- WHAT THE TASK ASKS -
Report how many lines of the records contain the string "positive", matching case exactly. Give only the number.

================

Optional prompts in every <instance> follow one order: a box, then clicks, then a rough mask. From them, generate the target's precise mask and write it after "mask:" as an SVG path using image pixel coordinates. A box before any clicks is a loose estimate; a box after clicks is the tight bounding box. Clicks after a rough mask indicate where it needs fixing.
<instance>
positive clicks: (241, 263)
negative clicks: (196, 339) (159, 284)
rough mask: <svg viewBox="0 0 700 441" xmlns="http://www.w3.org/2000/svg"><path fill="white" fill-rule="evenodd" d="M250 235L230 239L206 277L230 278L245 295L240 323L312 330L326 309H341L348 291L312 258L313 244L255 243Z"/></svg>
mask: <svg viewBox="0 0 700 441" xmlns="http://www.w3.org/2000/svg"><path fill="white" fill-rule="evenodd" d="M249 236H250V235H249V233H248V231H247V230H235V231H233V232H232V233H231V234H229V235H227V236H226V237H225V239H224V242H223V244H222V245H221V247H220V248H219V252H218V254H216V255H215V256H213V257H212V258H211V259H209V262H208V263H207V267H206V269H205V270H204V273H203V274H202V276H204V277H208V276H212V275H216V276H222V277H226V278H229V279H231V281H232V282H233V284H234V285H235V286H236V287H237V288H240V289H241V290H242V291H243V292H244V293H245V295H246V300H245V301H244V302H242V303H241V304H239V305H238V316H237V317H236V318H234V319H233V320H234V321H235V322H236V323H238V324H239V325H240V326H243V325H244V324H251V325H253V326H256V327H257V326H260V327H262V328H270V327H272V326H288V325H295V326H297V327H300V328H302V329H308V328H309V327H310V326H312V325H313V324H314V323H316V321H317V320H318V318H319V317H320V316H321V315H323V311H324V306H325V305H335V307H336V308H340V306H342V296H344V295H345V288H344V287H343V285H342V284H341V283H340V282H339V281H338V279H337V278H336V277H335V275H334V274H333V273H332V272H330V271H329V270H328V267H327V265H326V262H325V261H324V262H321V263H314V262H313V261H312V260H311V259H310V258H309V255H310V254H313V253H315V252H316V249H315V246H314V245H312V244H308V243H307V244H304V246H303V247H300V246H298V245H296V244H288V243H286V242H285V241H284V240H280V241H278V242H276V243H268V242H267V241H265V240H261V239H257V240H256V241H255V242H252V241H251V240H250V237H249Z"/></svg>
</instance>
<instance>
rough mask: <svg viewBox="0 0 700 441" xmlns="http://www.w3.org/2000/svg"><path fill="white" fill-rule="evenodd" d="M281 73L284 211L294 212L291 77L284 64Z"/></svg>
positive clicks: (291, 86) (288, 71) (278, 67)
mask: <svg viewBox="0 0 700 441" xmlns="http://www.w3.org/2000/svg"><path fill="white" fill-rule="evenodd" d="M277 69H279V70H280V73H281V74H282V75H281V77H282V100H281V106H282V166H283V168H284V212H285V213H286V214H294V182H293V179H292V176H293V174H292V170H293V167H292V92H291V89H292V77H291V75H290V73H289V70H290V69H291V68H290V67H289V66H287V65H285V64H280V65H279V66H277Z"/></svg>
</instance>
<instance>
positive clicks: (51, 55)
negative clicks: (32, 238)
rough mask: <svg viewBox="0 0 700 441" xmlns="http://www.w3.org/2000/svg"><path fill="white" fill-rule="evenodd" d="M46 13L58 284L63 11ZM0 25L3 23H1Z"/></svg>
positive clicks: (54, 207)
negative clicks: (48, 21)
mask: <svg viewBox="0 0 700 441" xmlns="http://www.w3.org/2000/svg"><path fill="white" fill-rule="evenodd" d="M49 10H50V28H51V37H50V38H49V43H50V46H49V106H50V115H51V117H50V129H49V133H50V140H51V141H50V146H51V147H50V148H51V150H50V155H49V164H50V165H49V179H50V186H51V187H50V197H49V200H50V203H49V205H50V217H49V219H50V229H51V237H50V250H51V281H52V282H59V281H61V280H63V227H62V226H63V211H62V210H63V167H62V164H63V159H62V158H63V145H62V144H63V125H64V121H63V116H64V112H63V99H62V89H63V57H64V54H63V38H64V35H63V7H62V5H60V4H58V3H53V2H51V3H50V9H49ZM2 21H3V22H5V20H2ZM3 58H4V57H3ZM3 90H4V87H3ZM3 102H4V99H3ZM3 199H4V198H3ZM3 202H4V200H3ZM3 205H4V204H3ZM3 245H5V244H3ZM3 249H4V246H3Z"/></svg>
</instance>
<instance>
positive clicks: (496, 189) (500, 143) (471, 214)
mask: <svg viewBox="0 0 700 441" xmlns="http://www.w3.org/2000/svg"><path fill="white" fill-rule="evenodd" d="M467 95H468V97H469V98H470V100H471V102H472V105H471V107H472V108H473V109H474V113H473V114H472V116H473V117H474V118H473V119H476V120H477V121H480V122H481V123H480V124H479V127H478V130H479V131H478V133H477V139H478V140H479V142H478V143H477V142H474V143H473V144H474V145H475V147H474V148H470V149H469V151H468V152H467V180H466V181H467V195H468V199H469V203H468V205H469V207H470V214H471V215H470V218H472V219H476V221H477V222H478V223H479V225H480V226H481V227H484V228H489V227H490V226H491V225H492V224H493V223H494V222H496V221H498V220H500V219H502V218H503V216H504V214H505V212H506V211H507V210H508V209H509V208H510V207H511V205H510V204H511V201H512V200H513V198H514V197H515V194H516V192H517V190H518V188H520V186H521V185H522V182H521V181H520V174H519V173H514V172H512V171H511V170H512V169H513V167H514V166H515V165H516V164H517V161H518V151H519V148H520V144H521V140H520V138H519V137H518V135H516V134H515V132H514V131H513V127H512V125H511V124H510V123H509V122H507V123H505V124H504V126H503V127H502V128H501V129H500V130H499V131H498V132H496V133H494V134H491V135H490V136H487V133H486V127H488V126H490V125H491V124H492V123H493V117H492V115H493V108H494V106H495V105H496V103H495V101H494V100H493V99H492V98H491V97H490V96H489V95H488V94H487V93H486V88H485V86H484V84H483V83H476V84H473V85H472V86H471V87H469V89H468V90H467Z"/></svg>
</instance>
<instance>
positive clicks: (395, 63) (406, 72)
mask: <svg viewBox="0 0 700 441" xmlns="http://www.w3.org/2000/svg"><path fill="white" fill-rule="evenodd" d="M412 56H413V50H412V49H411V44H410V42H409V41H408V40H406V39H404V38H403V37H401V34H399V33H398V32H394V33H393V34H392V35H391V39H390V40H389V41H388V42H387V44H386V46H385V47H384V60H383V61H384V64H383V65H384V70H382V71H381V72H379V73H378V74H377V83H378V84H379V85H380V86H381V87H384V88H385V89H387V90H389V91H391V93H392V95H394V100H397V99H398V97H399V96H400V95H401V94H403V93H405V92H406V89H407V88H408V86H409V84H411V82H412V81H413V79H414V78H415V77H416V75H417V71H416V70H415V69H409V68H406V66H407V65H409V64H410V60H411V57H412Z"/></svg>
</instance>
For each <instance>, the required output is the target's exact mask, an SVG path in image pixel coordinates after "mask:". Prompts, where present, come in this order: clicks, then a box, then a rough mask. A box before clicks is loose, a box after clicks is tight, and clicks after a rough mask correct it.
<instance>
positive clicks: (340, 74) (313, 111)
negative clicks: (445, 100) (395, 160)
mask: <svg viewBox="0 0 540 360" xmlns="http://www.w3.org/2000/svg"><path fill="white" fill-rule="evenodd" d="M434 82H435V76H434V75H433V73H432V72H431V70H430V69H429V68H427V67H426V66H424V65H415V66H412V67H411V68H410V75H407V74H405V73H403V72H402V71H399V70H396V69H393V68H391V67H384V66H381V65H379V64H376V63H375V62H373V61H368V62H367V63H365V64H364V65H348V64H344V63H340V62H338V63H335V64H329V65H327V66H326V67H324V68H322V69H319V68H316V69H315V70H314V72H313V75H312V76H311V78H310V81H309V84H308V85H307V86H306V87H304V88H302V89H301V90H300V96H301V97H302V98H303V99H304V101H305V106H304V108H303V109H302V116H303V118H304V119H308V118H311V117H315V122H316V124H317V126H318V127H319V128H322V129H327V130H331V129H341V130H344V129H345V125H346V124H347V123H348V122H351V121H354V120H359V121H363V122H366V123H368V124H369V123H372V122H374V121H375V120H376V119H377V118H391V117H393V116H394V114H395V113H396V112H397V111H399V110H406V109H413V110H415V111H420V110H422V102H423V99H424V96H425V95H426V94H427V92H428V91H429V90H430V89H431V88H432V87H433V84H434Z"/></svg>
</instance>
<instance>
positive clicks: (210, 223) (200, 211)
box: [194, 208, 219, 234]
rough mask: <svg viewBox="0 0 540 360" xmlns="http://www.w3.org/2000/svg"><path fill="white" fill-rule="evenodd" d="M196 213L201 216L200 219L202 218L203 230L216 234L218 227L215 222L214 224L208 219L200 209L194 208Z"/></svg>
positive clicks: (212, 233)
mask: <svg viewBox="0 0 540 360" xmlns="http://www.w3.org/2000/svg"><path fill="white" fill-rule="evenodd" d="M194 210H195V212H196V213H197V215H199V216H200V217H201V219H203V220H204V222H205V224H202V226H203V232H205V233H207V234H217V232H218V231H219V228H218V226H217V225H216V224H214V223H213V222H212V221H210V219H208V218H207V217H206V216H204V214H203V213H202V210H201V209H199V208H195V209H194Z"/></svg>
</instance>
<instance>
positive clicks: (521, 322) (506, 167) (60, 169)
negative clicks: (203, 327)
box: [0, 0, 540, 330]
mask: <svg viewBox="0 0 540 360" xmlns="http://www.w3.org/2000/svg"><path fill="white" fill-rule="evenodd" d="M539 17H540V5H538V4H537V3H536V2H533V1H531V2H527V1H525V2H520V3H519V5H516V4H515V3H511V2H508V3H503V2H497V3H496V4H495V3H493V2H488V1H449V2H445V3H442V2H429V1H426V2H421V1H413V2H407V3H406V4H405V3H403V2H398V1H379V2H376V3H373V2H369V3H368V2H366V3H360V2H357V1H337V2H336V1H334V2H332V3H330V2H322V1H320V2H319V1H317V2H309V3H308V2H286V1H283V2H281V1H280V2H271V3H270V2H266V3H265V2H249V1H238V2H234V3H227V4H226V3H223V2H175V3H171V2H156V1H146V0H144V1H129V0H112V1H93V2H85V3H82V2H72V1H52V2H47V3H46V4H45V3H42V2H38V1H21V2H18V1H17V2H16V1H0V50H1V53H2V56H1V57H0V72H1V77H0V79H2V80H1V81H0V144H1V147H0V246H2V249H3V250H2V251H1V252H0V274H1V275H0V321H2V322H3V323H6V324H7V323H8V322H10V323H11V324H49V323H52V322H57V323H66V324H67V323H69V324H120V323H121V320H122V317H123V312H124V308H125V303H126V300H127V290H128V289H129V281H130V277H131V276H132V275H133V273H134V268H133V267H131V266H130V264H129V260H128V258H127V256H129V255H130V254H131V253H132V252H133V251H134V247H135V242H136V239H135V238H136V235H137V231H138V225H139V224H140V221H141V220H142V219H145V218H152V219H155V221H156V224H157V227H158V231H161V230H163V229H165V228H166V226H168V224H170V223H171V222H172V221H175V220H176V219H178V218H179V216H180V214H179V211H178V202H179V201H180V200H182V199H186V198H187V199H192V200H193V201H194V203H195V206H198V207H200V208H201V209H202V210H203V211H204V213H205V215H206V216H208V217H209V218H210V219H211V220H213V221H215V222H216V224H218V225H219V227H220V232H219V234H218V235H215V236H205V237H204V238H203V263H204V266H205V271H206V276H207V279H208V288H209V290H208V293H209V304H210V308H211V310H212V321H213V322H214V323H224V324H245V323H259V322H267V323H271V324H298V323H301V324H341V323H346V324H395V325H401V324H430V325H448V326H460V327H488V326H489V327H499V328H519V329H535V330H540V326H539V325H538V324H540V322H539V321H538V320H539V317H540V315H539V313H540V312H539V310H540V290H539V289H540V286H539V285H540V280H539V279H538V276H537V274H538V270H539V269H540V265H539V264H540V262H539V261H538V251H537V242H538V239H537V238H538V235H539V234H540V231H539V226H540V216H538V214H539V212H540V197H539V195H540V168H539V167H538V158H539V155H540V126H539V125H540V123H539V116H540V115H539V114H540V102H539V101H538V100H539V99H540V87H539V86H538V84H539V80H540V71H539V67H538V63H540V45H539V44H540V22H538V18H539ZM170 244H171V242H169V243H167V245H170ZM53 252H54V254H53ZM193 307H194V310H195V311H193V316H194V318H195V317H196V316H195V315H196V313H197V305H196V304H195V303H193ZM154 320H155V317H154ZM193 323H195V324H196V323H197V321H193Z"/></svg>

================

- SOLUTION FOR THIS EXERCISE -
10